The input:
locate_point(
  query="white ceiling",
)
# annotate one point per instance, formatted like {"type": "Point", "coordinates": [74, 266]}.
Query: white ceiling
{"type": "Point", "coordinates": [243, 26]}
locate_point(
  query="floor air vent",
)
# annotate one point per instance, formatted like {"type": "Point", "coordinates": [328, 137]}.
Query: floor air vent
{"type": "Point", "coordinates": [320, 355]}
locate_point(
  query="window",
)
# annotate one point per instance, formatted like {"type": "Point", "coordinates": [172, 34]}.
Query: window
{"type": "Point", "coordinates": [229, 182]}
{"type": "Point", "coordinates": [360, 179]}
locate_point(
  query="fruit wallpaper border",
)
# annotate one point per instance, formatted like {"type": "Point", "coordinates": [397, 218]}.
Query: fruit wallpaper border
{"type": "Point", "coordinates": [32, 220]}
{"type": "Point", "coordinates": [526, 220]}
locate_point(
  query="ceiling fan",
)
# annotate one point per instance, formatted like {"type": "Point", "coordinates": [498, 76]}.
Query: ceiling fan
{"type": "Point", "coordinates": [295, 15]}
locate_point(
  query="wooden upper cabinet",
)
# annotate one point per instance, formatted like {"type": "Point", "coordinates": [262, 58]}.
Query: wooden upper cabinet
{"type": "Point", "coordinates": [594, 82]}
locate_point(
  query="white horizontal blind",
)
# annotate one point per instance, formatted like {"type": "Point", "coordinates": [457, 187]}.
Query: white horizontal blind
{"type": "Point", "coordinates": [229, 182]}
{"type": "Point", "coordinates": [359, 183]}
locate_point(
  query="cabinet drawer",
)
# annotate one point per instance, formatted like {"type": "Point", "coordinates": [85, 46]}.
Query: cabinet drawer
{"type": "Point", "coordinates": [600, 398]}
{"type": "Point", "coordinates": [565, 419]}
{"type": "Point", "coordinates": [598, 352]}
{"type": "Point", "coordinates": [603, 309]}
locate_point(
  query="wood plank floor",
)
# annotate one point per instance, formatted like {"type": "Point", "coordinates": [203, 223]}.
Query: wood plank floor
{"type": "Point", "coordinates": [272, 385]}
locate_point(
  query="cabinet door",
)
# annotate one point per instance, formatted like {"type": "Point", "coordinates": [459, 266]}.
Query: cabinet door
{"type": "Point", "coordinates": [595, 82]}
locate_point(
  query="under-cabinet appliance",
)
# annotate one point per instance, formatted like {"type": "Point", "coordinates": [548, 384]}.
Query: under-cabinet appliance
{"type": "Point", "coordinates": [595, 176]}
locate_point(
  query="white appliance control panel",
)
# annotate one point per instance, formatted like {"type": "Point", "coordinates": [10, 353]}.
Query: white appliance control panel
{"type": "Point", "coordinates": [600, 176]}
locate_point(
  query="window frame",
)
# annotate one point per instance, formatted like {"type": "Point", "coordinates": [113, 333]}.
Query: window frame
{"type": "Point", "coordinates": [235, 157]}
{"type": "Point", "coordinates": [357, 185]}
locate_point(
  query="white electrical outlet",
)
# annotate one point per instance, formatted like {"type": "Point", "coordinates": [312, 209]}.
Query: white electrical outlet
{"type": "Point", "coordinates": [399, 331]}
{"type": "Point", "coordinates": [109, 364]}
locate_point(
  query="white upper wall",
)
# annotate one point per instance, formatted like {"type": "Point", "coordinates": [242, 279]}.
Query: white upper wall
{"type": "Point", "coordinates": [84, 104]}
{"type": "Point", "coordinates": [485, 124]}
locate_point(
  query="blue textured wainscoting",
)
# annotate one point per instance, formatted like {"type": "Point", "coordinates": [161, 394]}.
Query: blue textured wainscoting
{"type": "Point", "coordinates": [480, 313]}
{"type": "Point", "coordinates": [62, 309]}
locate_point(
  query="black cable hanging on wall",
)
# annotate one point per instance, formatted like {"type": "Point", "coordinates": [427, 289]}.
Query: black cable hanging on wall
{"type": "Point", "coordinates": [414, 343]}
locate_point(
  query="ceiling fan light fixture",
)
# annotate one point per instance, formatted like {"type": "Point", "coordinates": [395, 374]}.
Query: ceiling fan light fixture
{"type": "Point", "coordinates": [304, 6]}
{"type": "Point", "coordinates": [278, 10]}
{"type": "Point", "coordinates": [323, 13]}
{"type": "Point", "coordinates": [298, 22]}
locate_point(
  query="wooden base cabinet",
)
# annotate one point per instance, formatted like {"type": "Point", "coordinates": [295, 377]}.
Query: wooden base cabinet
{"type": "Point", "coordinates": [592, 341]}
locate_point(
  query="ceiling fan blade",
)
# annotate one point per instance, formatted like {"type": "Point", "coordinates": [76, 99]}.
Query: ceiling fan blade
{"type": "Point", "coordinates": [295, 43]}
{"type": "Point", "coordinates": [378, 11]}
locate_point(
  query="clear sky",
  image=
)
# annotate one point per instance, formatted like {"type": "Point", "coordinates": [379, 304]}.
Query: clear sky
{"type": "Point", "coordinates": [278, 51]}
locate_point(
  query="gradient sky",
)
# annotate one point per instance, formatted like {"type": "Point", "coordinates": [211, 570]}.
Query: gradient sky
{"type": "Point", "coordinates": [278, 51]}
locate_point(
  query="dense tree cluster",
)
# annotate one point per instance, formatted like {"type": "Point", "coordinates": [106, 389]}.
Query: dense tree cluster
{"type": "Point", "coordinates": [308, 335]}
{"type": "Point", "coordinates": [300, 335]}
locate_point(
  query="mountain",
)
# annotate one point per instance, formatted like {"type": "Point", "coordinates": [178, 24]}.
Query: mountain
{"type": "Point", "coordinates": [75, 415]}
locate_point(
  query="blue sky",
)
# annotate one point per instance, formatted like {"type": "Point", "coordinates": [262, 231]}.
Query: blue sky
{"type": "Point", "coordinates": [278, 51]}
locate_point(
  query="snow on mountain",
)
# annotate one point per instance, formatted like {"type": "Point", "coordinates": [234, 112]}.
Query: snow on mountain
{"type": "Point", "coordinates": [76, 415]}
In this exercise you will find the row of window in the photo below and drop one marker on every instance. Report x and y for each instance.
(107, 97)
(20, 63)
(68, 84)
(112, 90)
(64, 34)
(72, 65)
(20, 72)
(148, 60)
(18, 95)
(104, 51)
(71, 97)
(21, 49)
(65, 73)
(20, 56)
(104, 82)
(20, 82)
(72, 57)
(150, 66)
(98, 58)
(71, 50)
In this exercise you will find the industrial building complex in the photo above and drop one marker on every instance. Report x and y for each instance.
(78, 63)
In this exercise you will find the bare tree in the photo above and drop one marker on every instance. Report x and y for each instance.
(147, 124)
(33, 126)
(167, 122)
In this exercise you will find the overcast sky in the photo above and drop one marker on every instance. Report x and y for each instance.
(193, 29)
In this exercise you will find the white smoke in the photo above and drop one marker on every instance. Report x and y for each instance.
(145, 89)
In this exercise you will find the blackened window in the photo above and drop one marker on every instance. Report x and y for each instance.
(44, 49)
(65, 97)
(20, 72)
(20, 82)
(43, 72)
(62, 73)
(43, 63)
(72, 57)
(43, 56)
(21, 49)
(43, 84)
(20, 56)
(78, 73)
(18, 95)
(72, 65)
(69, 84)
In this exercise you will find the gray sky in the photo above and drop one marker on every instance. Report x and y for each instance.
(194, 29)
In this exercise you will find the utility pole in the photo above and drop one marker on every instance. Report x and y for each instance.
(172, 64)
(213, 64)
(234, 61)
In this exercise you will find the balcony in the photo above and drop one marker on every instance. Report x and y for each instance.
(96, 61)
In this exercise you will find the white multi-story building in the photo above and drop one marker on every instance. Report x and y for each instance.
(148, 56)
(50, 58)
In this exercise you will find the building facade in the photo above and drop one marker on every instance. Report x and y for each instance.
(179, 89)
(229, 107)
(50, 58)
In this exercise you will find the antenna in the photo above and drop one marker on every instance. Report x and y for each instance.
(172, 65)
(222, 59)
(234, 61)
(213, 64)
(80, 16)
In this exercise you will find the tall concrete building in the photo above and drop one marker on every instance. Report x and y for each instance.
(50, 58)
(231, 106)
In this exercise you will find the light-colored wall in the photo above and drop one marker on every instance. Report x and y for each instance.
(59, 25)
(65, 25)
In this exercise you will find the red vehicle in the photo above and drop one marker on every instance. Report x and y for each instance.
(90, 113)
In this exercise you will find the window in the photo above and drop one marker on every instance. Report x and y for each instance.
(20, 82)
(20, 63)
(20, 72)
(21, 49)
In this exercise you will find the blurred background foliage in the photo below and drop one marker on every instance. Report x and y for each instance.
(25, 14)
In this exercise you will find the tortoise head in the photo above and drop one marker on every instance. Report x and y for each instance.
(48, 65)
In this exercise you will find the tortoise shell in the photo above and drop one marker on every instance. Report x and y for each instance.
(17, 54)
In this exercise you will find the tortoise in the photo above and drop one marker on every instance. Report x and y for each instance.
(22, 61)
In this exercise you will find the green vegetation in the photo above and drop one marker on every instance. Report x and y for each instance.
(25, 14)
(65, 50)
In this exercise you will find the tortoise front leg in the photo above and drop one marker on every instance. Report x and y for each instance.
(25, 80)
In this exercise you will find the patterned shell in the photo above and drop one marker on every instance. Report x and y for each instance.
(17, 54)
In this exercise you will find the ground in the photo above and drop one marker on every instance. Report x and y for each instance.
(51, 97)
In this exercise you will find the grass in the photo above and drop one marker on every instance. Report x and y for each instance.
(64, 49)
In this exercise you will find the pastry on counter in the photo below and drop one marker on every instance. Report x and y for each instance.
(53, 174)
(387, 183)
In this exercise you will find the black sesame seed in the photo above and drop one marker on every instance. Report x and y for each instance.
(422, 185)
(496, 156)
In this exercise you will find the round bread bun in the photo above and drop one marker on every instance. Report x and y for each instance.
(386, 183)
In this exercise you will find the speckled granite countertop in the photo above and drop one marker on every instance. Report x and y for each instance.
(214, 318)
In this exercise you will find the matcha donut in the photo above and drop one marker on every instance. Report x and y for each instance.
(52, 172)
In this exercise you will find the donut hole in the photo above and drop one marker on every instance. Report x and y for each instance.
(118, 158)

What needs to be done: Leave out every line before the one containing "In this exercise you will find the donut". Transcribe that line and all lines after it through the end of the data above, exactly.

Finished exercise:
In this exercise you will find the donut hole in the photo above and drop one marker on every instance. Report x and y for each instance.
(118, 158)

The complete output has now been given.